At the beginning of my work on Pompeii, some years ago, I thought that documentation was a very good starting point for digital visualisation; that having a professional documentation was very close to know how things were at the time. Which is true, to a certain extent. But, besides knowing of course that every human representation is intrinsically subjective, I didn't take into account that Pompeii has always an extra layer of complication (if not sheer surrealism…).

Morghen and Chiantarelli's documentation is extremely precious. It tells us about the decorative pattern around the fragments that survived. Shows us the beautiful fake architectural features that Esher would have loved so much. Reveals fascinating illusory doors leading to even more secret rooms.
But…

[part two]              

Monday 2 March 2015

Isis rises from the clouds: converting 3D meshes into point clouds

Sneak peek of my model of the Iseum in 3DSMax.
Untextured
As the Generic Viewer only accepts point clouds as inputs, we had to find a way to convert my 3D model of the Iseum into a point cloud.

########################################

Retype the whole blog passage on Pompeii and the Iseum model word for word.

**Material**.
########################################

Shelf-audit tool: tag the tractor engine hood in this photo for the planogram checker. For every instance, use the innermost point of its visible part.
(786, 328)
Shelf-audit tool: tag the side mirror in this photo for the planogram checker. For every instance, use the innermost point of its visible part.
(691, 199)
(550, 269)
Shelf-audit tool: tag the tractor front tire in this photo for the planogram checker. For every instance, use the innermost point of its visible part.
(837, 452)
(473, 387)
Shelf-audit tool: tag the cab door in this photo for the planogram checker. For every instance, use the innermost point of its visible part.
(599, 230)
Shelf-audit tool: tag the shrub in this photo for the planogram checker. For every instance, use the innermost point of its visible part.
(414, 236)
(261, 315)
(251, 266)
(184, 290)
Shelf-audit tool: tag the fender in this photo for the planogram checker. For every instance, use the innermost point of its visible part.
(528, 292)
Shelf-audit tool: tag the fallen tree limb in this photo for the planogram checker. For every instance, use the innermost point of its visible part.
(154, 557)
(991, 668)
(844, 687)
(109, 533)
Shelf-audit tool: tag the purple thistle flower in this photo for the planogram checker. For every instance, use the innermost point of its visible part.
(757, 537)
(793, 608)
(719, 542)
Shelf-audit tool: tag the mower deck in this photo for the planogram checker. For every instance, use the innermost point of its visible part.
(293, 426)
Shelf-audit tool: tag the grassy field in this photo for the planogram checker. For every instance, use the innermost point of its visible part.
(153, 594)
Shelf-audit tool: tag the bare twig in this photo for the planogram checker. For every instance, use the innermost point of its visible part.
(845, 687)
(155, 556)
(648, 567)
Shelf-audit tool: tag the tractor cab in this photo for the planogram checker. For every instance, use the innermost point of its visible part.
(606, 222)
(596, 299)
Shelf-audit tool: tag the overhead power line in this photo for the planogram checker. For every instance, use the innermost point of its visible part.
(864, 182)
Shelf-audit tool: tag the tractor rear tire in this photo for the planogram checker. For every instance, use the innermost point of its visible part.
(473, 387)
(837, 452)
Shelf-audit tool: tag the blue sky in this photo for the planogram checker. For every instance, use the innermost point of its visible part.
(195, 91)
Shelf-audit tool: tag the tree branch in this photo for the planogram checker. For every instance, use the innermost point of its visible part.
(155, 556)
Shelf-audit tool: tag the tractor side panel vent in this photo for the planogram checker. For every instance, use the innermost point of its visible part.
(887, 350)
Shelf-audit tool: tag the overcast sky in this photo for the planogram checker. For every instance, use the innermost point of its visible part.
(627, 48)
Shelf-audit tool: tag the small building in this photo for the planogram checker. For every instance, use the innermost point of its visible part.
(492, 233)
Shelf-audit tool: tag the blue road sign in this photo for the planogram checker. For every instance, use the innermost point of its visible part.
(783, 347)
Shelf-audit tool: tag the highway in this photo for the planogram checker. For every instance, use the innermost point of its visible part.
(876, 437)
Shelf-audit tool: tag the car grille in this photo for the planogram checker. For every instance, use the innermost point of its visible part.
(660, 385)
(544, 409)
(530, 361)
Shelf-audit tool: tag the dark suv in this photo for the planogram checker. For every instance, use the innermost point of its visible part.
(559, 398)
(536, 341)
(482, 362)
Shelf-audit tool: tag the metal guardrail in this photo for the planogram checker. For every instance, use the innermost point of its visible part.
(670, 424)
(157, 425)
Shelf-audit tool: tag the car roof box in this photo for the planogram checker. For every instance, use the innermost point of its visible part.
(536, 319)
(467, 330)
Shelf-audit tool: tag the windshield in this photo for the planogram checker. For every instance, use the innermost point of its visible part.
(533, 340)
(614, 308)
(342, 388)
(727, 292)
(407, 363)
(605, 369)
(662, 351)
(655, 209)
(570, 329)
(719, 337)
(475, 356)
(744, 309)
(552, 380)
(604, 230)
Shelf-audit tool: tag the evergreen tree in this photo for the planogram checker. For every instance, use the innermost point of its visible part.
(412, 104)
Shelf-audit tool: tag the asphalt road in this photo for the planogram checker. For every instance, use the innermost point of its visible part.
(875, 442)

########################################

**Exercise solution**.
At the beginning of my work on Pompeii, some years ago, I thought that documentation was a very good starting point for digital visualisation; that having a professional documentation was very close to know how things were at the time. Which is true, to a certain extent. But, besides knowing of course that every human representation is intrinsically subjective, I didn't take into account that Pompeii has always an extra layer of complication (if not sheer surrealism…).

Morghen and Chiantarelli's documentation is extremely precious. It tells us about the decorative pattern around the fragments that survived. Shows us the beautiful fake architectural features that Esher would have loved so much. Reveals fascinating illusory doors leading to even more secret rooms.
But…

[part two]              

Monday 2 March 2015

Isis rises from the clouds: converting 3D meshes into point clouds

Sneak peek of my model of the Iseum in 3DSMax.
Untextured
As the Generic Viewer only accepts point clouds as inputs, we had to find a way to convert my 3D model of the Iseum into a point cloud.